§ Task objective: Copy each of the lines below word for word, keeping their order.

§ Data records:
:::

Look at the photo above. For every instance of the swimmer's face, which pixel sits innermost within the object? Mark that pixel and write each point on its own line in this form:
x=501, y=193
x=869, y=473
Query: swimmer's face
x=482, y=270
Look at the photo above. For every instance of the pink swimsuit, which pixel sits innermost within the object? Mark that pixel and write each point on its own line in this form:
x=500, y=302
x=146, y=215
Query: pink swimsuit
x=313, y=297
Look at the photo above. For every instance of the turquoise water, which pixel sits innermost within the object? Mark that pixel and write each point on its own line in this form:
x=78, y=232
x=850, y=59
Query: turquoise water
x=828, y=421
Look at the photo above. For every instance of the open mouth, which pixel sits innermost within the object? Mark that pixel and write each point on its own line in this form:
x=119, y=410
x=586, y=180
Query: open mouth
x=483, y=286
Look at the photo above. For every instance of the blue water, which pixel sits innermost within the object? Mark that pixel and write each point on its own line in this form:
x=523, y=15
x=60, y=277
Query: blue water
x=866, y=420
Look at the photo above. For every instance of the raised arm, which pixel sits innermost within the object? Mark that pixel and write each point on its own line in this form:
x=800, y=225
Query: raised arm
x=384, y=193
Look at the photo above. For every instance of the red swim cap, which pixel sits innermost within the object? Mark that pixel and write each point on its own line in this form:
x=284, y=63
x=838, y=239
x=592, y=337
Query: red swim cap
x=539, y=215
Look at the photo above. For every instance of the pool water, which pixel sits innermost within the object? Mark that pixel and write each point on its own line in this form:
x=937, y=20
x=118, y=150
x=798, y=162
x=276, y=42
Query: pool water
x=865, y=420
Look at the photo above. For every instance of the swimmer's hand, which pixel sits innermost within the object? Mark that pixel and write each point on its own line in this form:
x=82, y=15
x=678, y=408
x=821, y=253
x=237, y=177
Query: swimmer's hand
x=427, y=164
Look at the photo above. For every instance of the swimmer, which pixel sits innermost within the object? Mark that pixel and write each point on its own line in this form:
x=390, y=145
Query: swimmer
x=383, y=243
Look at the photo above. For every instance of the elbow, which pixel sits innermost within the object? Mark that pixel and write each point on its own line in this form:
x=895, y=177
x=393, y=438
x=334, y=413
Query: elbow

:::

§ In response:
Look at the photo above. For every instance of the swimmer's face, which pixel sits innermost within the object? Mark that pixel and write each point on its own line in this form:
x=501, y=193
x=869, y=473
Query: swimmer's face
x=482, y=270
Look at the photo above. For every instance of the pink swimsuit, which pixel sits innermost within the object? Mark that pixel and write each point on its own line in this form:
x=500, y=302
x=146, y=215
Query: pink swimsuit
x=313, y=297
Look at the photo above. For every instance of the turquoise water, which pixel sits innermost within the object? Mark that pixel and write each point on its own line in this form:
x=78, y=232
x=850, y=59
Query: turquoise water
x=828, y=421
Look at the photo above. For every instance of the open mouth, which pixel sits innermost within the object? Mark that pixel and write each point on its own line in this form:
x=119, y=410
x=586, y=180
Query: open mouth
x=483, y=286
Look at the photo above. For every instance of the blue water, which pixel sits innermost within the object? Mark that pixel and write each point on its own line in this form:
x=523, y=15
x=60, y=277
Query: blue water
x=866, y=420
Look at the photo above. For every instance of the raised arm, which pixel sits innermost within the object? Mark that pixel and write each point on its own line in this form:
x=800, y=225
Query: raised arm
x=384, y=193
Look at the photo above. For every instance of the red swim cap, which pixel sits innermost within the object? Mark that pixel and write each point on its own line in this form:
x=284, y=63
x=838, y=239
x=592, y=337
Query: red swim cap
x=539, y=215
Look at the photo above. For every instance of the pool water, which pixel sits innermost within the object? Mark that pixel and write each point on its own line in this form:
x=937, y=20
x=118, y=150
x=798, y=162
x=276, y=42
Query: pool water
x=865, y=420
Look at the photo above. For every instance of the swimmer's hand, which pixel sits innermost within the object? Mark that pixel and write each point on its own line in this form:
x=82, y=15
x=678, y=408
x=821, y=253
x=237, y=177
Query: swimmer's hand
x=427, y=164
Look at the photo above. For every instance of the swimmer, which pixel sits innermost within the object? Mark that pixel and write each point on its own line in this form:
x=390, y=145
Query: swimmer
x=383, y=243
Look at the photo above. For every instance of the elbow, which pixel sits innermost within the object? Mark that pixel and write each point on its own line in this form:
x=895, y=177
x=393, y=438
x=334, y=413
Query: elbow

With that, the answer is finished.